• [Document passage]
········

Ask HN: Which free RSS reader to recommend to our inexperienced users... on IE? - tempestn

I run www.searchtempest.com, a niche search engine for classifieds sites like craigslist (no affiliation).  One of our features is to provide an OPML file of the craigslist RSS results feeds for the user's search from all cities within a specified range.<p>This can be extremely convenient for people looking for a rare item and willing to travel to get it when it comes up.  You can stick it into a folder in your RSS reader, and have your own personalized feed of new results matching your search.  However, our user base is representative of the general population.  In other words, many of them do not yet use RSS.  Some are quite technically savvy, but many are not, and many use IE.<p>Thus far, we have been recommending Google Reader to those unfamiliar with RSS, for obvious reasons.  We've written detailed step-by-step instructions[1] for importing and organizing the feeds in GR.<p>As you <i>may</i> have heard, Google Reader will be discontinued soon.  So we need an alternative.  I would love to recommend Newsblur, but the fact is that most of our users won't be willing to explore a paid service, and in almost all cases, the free limit of 10 sites will be exceeded.  (Personally I think Newsblur is worth its price many times over, but that's irrelevant.)  I would also recommend Feedly in an instant, except... IE.  Tried TheOldReader, but found filtering and sorting large numbers of feeds into folders to be quite a pain.  Also slow, although that may well be temporary.<p>So... what do we recommend?  Above all, it needs to be simple.  If it's a great reader in general, all the better, but the main criterion is that we can get someone from zero to viewing their craigslist results in as few simple steps as possible.  And it needs to be free, and needs to work in IE.<p>[1] http://tinyurl.com/atrdqyt
======
tempestn
Ah, just realized since craigslist sites are all subdomains on the same
domain, they might well fit within the free limit for newsblur. Went to
confirm that and found this:

"Due to overwhelming demand, free accounts are temporarily suspended. By going
premium you get full access to NewsBlur."

········

• [Data extract]
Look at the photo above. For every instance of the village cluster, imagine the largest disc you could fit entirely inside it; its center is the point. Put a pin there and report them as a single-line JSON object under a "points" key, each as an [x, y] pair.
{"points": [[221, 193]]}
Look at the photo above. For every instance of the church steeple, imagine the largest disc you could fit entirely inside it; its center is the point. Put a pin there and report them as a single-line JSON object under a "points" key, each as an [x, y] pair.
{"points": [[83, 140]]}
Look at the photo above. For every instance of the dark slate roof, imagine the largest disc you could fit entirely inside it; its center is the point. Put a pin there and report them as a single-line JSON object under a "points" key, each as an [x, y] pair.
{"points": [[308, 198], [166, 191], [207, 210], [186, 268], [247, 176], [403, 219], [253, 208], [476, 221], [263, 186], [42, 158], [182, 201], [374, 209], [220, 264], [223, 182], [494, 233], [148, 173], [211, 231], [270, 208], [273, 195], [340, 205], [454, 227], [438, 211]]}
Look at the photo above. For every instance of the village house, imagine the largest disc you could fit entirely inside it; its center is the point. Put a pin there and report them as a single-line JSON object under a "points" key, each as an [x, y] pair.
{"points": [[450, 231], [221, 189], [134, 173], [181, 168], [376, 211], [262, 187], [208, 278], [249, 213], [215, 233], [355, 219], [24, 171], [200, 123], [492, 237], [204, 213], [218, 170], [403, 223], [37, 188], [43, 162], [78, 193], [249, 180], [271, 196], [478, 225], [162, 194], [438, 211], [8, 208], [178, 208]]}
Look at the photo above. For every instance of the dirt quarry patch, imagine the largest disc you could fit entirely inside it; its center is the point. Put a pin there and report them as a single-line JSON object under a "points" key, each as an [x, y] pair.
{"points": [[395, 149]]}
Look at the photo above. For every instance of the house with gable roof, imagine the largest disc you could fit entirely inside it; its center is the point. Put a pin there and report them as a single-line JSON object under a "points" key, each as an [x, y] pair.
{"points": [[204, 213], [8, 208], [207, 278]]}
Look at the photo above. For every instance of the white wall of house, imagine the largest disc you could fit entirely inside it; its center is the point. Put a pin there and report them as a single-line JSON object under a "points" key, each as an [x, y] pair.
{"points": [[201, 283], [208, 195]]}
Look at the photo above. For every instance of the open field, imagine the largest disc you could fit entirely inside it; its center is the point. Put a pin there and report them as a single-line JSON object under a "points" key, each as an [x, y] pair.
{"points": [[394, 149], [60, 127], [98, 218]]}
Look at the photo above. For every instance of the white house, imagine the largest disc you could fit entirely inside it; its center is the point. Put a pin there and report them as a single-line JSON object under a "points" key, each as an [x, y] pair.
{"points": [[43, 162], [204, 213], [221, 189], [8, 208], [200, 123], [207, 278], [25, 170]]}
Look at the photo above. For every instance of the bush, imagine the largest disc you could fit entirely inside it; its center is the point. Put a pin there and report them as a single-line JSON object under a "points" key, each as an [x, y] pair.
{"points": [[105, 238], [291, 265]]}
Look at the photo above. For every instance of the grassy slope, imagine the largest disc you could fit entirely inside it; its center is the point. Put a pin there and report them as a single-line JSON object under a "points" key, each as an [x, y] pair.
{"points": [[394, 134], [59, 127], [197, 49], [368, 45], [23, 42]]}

········

• [Challenge] In the RSS reader thread, what is the free limit on sites for Newsblur?

• [The completed task] 10 sites